__What to work on__
Please give the lines again, from the line that contains "highlight every column" through the line that contains "7;312;49;338", swapping "semicolons" for "commas" and leaving everything else unchanged.

— BEGIN Task input —

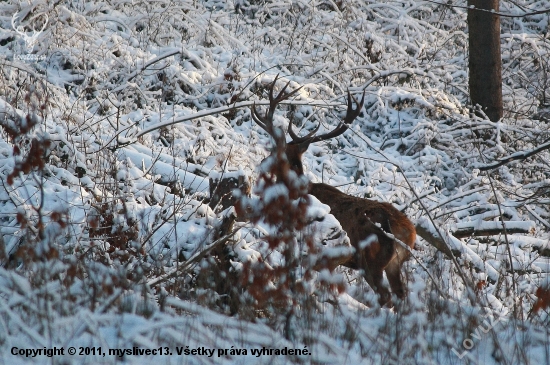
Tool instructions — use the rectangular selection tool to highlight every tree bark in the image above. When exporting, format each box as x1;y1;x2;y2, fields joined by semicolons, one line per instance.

— END Task input —
— BEGIN Task input —

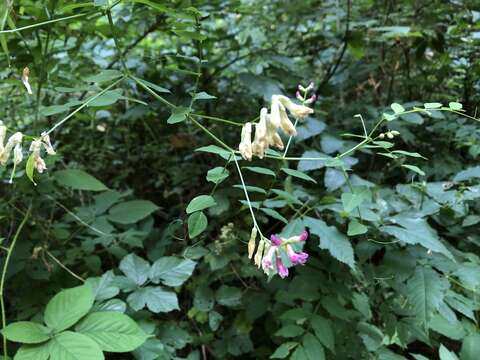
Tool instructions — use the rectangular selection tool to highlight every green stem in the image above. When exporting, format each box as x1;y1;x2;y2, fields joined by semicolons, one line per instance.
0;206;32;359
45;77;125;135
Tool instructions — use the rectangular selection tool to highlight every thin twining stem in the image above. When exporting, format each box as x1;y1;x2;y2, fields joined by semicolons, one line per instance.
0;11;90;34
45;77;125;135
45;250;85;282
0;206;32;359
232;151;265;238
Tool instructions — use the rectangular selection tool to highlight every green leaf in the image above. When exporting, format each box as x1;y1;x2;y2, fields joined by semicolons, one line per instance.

— END Task input —
— BEGIN Task input —

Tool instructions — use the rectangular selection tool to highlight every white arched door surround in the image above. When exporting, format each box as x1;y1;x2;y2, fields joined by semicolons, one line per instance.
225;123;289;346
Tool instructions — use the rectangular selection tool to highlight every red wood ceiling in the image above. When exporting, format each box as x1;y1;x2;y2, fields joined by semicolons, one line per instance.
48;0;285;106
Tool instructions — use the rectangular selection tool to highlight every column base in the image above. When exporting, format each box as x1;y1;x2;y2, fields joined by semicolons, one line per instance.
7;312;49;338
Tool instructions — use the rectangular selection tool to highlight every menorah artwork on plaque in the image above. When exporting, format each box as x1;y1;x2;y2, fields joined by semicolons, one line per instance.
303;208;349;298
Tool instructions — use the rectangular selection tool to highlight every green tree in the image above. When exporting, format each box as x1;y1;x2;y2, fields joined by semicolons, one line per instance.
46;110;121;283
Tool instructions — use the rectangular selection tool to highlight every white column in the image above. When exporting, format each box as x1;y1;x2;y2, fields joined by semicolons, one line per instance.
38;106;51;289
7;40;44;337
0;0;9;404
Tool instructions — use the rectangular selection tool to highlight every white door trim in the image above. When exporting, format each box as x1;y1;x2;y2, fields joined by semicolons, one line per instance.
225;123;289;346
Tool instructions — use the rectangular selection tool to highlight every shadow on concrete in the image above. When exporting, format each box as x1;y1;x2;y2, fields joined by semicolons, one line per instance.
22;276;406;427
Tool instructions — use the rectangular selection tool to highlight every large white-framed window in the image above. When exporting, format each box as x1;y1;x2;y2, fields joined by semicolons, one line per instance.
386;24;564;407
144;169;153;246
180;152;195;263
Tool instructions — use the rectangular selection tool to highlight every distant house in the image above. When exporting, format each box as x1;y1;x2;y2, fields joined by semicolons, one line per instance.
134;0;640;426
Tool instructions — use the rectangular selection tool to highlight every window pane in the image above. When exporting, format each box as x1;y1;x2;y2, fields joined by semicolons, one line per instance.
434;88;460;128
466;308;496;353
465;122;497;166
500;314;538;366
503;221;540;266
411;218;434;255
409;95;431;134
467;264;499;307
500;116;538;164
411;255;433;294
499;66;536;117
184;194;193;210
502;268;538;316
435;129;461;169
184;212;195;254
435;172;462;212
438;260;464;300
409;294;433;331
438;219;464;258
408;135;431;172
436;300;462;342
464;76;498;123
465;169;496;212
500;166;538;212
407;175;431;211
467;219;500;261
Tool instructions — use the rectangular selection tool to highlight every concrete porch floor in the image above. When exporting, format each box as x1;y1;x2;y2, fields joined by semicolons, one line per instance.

— END Task input —

__Solution for this exercise__
Tool instructions — use the rectangular selection tool to highlight every column base in the image above. When exporting, format each box as x1;y1;x2;y2, fields joined by commas, one line per instance.
7;312;49;338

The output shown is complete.